== The exercise ==
Pick out every line in the rows below that contains the word "grass", matching its case exactly, and copy each such line in full.

== Provided records ==
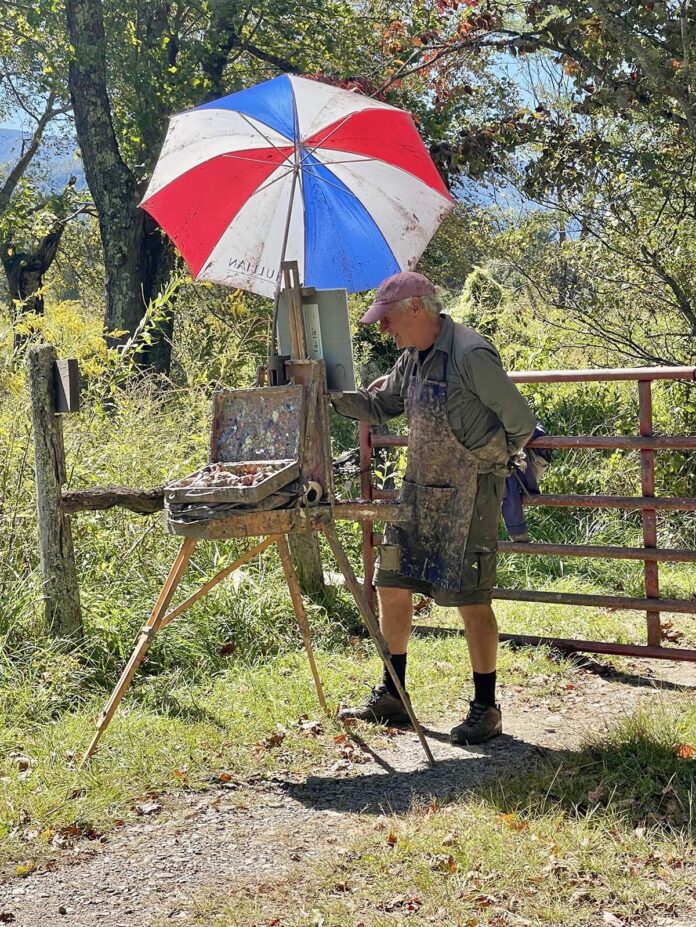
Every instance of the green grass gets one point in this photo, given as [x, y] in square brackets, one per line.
[606, 832]
[170, 732]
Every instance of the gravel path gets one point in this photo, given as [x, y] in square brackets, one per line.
[233, 838]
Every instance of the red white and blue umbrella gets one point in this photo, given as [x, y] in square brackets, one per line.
[294, 169]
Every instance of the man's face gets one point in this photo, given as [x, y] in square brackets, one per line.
[402, 324]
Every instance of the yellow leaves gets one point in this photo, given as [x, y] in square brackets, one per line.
[513, 821]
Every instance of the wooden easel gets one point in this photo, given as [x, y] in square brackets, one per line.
[273, 527]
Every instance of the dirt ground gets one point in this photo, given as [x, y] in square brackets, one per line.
[235, 837]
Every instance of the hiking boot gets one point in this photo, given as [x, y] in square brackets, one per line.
[381, 706]
[482, 723]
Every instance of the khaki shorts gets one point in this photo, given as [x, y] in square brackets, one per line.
[478, 579]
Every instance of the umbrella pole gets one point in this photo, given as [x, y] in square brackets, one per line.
[276, 373]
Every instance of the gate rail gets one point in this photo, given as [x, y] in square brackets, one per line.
[647, 444]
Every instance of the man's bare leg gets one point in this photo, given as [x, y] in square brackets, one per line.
[481, 636]
[395, 619]
[484, 719]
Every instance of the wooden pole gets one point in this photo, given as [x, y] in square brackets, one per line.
[218, 578]
[61, 593]
[143, 643]
[298, 605]
[374, 631]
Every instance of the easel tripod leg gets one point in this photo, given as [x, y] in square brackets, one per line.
[374, 630]
[298, 605]
[148, 632]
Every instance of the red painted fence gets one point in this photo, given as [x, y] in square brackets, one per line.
[646, 444]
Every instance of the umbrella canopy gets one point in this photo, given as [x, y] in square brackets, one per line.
[293, 169]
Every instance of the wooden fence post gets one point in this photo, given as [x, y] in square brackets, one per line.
[61, 593]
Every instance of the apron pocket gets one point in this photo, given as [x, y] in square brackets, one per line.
[433, 510]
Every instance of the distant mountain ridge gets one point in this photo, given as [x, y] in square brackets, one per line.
[53, 165]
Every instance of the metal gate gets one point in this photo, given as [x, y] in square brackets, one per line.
[646, 443]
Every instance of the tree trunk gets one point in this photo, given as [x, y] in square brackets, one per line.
[136, 258]
[25, 273]
[61, 593]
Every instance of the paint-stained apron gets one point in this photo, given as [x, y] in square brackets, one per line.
[439, 485]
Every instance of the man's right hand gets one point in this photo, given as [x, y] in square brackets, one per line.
[377, 384]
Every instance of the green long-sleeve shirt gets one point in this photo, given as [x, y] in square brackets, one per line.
[484, 406]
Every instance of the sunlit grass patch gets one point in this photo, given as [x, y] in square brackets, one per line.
[543, 848]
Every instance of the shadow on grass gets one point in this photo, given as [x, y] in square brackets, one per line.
[637, 775]
[395, 791]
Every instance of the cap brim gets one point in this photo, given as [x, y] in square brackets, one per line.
[376, 312]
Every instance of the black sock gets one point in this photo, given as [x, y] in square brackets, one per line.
[484, 688]
[398, 661]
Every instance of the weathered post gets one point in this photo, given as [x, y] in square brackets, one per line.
[61, 593]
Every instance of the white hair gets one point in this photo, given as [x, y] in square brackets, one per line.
[433, 304]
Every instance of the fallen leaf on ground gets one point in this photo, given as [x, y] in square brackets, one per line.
[612, 919]
[401, 903]
[148, 807]
[444, 863]
[308, 726]
[273, 740]
[513, 821]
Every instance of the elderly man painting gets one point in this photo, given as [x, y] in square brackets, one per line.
[466, 419]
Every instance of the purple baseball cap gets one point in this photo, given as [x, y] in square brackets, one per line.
[399, 286]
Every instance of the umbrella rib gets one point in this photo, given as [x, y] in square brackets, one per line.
[343, 189]
[332, 132]
[254, 160]
[270, 183]
[256, 129]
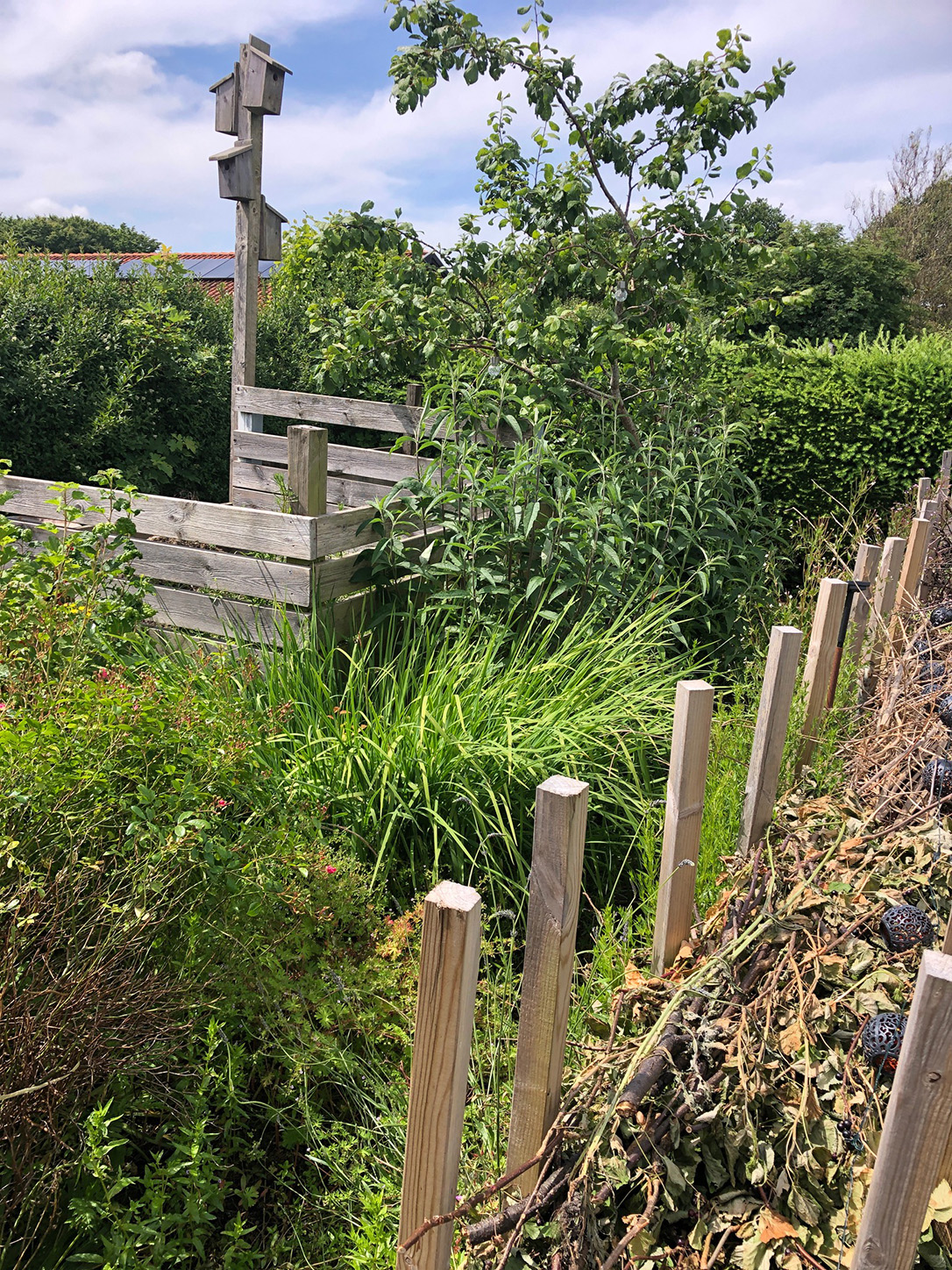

== Task answer ==
Every instance of the green grass gets one point in this photo, given as [x, y] in square brackets, one per line.
Every instance of the sunlit grass patch gets one point in this photo, given as [x, y] in square brackets, one per line.
Every instance of the shadow on grass gets one point in this photo, given as [x, y] in square brackets, one per line.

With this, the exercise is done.